GOAL: Print each of the rows below word for word.
□ □ □ □ □ □ □
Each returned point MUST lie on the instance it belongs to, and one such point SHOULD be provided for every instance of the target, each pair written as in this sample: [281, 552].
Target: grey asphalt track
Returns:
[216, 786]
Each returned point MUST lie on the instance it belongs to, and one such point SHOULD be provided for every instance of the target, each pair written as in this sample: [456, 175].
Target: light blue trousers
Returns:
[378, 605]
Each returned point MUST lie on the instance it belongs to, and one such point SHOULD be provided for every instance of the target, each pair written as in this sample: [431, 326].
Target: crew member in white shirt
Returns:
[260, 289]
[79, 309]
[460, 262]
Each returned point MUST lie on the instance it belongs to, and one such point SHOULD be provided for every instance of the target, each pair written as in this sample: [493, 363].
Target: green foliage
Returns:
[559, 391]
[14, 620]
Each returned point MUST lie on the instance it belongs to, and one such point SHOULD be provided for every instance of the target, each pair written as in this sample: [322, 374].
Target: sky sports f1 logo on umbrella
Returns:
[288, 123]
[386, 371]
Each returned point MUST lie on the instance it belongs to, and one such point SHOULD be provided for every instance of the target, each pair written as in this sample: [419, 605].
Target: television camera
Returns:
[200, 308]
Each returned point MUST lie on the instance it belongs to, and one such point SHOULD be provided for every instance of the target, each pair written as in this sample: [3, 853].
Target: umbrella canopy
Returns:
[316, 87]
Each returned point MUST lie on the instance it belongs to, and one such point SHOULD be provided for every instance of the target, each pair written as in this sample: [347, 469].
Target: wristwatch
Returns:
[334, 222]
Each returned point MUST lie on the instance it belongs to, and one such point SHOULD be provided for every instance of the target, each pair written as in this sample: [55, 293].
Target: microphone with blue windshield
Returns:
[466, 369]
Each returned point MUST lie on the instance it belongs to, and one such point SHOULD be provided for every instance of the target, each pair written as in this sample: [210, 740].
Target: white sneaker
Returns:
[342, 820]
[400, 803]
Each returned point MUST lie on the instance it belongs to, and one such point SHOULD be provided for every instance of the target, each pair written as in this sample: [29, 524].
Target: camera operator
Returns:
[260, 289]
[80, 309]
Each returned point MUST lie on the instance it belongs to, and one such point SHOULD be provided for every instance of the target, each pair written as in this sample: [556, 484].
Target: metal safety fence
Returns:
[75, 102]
□ □ □ □ □ □ □
SOLUTION FOR THIS EXERCISE:
Each returned point MUST lie on the instance it belongs to, and one such point SHOULD be provided for every instance of the target, each pair written as in this sample: [281, 552].
Target: grey asphalt track
Returns:
[216, 786]
Each returned point MUST lie on the instance it belongs to, and one such point SHOULD be provided for every instance of the target, each pair written as in this sample: [456, 175].
Target: light blue trousers
Returns:
[378, 605]
Each returned point MUST lie on the instance it belongs to, and one such point SHOULD be provided for every instance of the target, each pair written as in this sample: [431, 326].
Target: crew member in white shirt
Returns:
[260, 289]
[79, 309]
[460, 262]
Each returned point MUST lie on the instance it belongs to, and one such point SHOULD be provided for every instance of the target, each pair written as in this sample: [493, 363].
Target: green foliage
Returns:
[559, 391]
[14, 620]
Each returned point MUST lie on the instance it belongs to, and one such point SHOULD be provided for every instance of the target, each pair written as in this sample: [322, 374].
Target: sky sports f1 logo on umbrella
Returns:
[288, 123]
[386, 371]
Each returned point MUST lie on the instance it belongs to, and one such point SHOULD be provided for every instance of the target, each pair written as in this sample: [419, 605].
Target: television camera
Returns:
[200, 308]
Each returned point MUST lie on the instance it belongs to, and one such point SHOULD be provided for every instance of the target, each pair written as in this sample: [3, 853].
Target: umbrella canopy
Returns:
[316, 87]
Each returned point MUST lie on the instance it belongs to, and one such point SHOULD be provided for every instance of the target, each pair written as in this sample: [347, 469].
Target: wristwatch
Returns:
[334, 222]
Each returned point MUST lie on the instance it belongs to, and one such point SHOULD be provided for every instance of the target, each pair written as in this sample: [55, 293].
Target: microphone with blue windshield
Returns:
[466, 369]
Each returned point MUST lie on the instance it belongs to, and one such point SHOULD be provided for every instance of the target, each pair written as in this sample: [210, 740].
Target: white sneaker
Returns:
[342, 820]
[400, 803]
Each returned point MUST lie on the instance it belongs to, and one such point SHOULD be provided for every instance of the target, each pair written as in this sample: [29, 524].
Target: camera operator
Returns:
[260, 289]
[80, 309]
Each returned point MUST lie on the instance it belongs to, and one such point SHOULD be provided for every instance of the target, each pair written as in this sample: [556, 484].
Target: metal safety fence
Returns:
[75, 102]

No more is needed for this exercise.